■ Exercise ■
Please resume the mailing-list reply about using quicksort for every external sort run, picking up right after its last quoted line.

■ Page ■
☆ ☆ ☆ ☆

Re: Using quicksort for every external sort run

From: Greg Stark <stark(at)mit(dot)edu>
To: Peter Geoghegan <pg(at)heroku(dot)com>
Cc: Simon Riggs <simon(at)2ndquadrant(dot)com>, Robert Haas <robertmhaas(at)gmail(dot)com>, Jeff Janes <jeff(dot)janes(at)gmail(dot)com>, Pg Hackers <pgsql-hackers(at)postgresql(dot)org>, Heikki Linnakangas <hlinnaka(at)iki(dot)fi>
Subject: Re: Using quicksort for every external sort run
Date: 2015-11-25 01:42:13
Message-ID: CAM-w4HPtmmNsRixXSWrbZxSB2=eaahJuQrzkyMeT69H_4M2wog@mail.gmail.com
Views: Raw Message | Whole Thread | Download mbox | Resend email
Thread:
Lists: pgsql-hackers

On Wed, Nov 25, 2015 at 12:33 AM, Peter Geoghegan <pg(at)heroku(dot)com> wrote:
> On Tue, Nov 24, 2015 at 3:32 PM, Simon Riggs <simon(at)2ndquadrant(dot)com> wrote:
>> My feeling is that numbers rarely speak for themselves, without LSD. (Which
>> numbers?)

☆ ☆ ☆ ☆

■ Some entries ■
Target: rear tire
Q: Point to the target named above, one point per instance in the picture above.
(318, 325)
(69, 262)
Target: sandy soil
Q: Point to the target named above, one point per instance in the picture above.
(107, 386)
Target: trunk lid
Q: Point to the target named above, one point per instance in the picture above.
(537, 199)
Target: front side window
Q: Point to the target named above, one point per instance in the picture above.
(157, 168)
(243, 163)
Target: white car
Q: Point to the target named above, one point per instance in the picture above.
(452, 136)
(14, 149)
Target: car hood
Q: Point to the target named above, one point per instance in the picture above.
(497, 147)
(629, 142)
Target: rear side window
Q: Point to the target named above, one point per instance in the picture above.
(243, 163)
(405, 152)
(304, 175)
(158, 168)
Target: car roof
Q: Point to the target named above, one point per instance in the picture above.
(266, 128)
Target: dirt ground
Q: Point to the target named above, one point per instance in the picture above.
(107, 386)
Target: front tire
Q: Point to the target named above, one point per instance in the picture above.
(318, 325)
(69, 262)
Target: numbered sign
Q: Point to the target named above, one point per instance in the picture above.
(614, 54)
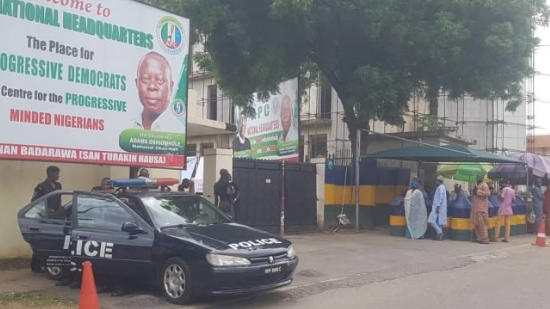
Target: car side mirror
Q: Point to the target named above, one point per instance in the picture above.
(132, 228)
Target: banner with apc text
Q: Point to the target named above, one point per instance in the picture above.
(91, 81)
(272, 133)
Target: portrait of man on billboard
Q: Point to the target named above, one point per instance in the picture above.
(241, 142)
(155, 88)
(289, 132)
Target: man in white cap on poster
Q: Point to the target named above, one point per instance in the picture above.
(438, 216)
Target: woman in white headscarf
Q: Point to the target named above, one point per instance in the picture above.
(415, 212)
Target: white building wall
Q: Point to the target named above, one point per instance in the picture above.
(485, 123)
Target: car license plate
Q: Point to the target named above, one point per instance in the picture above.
(273, 270)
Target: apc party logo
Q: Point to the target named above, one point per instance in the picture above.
(170, 35)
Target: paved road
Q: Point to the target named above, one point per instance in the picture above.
(373, 270)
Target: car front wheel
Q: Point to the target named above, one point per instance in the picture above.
(176, 281)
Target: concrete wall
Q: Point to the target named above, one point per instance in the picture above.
(477, 116)
(19, 179)
(320, 167)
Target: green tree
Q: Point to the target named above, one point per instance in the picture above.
(375, 53)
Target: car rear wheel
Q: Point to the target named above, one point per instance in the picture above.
(176, 281)
(57, 273)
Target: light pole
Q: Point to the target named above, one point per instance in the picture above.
(357, 171)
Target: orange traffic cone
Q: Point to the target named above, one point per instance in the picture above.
(88, 293)
(541, 236)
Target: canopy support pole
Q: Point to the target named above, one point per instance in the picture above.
(357, 185)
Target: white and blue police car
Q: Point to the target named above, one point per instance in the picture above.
(180, 242)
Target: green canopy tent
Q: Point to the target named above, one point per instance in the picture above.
(466, 172)
(437, 154)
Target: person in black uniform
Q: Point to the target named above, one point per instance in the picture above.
(225, 193)
(53, 204)
(49, 185)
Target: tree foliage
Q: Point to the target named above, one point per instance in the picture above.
(375, 53)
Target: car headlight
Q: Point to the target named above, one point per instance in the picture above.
(226, 260)
(290, 253)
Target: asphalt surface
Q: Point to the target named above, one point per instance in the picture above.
(372, 270)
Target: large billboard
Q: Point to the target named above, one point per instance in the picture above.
(93, 81)
(273, 132)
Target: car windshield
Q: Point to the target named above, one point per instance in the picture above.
(169, 211)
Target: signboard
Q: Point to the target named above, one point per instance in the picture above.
(93, 81)
(273, 132)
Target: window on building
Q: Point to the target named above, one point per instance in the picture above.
(206, 146)
(326, 99)
(191, 150)
(318, 146)
(213, 102)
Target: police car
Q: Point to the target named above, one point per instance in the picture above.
(179, 241)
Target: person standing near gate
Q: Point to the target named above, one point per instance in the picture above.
(224, 193)
(479, 214)
(505, 213)
(537, 202)
(546, 208)
(438, 216)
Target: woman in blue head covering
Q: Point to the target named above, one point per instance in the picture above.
(415, 212)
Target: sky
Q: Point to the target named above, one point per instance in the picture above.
(542, 81)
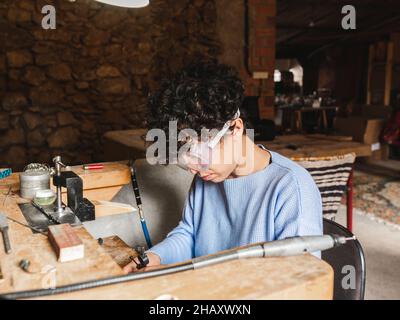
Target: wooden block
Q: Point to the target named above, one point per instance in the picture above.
(66, 243)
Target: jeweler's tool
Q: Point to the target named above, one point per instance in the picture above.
(94, 166)
(28, 226)
(48, 216)
(4, 231)
(139, 205)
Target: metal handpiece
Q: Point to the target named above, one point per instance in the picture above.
(4, 231)
(57, 166)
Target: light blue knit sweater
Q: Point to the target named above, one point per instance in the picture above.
(279, 201)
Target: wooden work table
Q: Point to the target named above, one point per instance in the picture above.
(298, 277)
(130, 144)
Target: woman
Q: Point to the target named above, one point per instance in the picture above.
(242, 193)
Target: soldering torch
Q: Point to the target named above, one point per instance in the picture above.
(285, 247)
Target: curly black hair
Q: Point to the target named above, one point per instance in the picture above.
(202, 95)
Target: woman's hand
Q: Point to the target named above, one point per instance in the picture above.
(154, 260)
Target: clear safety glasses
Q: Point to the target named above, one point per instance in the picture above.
(198, 155)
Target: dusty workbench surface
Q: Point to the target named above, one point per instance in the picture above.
(299, 277)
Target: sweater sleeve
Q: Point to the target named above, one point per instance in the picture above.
(178, 246)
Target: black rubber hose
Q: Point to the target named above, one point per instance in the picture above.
(96, 283)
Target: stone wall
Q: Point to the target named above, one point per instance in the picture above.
(60, 90)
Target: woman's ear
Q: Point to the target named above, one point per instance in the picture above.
(238, 127)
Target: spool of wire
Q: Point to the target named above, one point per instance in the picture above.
(36, 176)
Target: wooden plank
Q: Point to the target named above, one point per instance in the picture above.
(388, 73)
(302, 277)
(370, 62)
(307, 146)
(103, 209)
(114, 174)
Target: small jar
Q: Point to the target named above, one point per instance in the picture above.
(33, 181)
(45, 197)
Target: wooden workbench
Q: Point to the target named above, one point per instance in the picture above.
(299, 277)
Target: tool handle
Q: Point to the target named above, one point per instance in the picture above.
(135, 186)
(6, 240)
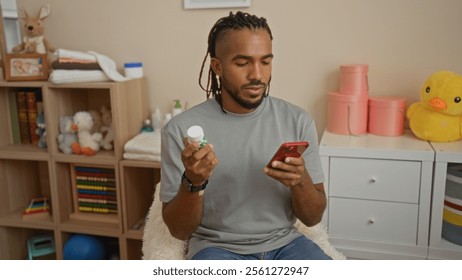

☆ ☆ ☆ ☆

■ Response ■
>
> Guffaw.

Actually I kind of agree. What I would like to see is a series of
numbers for increasing sizes of sorts plotted against the same series
for the existing algorithm. Specifically with the sort size varying to
significantly more than the physical memory on the machine. For
example on a 16GB machine sorting data ranging from 1GB to 128GB.

There's a lot more information in a series of numbers than individual
numbers. We'll be able to see whether all our pontificating about the
rates of growth of costs of different algorithms or which costs
dominate at which scales are actually borne out in reality. And see
where the break points are where I/O overtakes memory costs. And it'll
be clearer where to look for problematic cases where the new algorithm
might not dominate the old one.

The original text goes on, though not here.